- _What the task requires_
Each line of the records needs to come back exactly as written.

- _Natural language region descriptions_

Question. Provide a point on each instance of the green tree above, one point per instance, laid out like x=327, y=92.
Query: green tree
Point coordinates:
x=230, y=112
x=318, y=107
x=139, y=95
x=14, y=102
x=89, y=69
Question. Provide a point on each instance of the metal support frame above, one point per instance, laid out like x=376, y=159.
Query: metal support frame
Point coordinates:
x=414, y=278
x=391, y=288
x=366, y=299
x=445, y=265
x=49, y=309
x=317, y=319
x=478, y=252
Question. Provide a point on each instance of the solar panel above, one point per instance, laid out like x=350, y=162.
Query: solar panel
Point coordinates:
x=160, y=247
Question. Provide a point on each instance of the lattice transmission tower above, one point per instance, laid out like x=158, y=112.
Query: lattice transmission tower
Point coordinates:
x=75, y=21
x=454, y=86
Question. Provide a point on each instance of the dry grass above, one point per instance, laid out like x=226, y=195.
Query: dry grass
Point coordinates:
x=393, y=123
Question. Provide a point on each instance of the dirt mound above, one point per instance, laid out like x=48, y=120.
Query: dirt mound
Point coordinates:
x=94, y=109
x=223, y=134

- _Task answer_
Question. Provide a point on each instance of the green tree above, one point per instance, laid out like x=327, y=92.
Query: green tree
Point coordinates:
x=230, y=112
x=318, y=107
x=139, y=95
x=14, y=102
x=89, y=69
Question. Provide a point on each instance of the metal support frame above, one point per instance, laid out like x=376, y=159.
Query: metal support frame
Point coordinates:
x=414, y=278
x=391, y=288
x=366, y=299
x=445, y=265
x=49, y=309
x=317, y=319
x=478, y=252
Question. Provide a point on each instance of the solar panel above, one point per instance, laid out like x=350, y=162.
Query: solar panel
Point coordinates:
x=160, y=247
Question. Provide a point on each instance of the lattice transmission tower above, one point per instance, laid out like x=158, y=112.
Query: lattice transmission tower
Point coordinates:
x=75, y=21
x=454, y=86
Question. Provide a point on each instance of the dry grass above, one point per instance, laid out like x=226, y=195.
Query: dry grass
Point coordinates:
x=393, y=123
Question. Provide a point on each instance of the dirt mound above, one point per instance, laid out like x=48, y=120.
Query: dirt mound
Point coordinates:
x=94, y=109
x=223, y=134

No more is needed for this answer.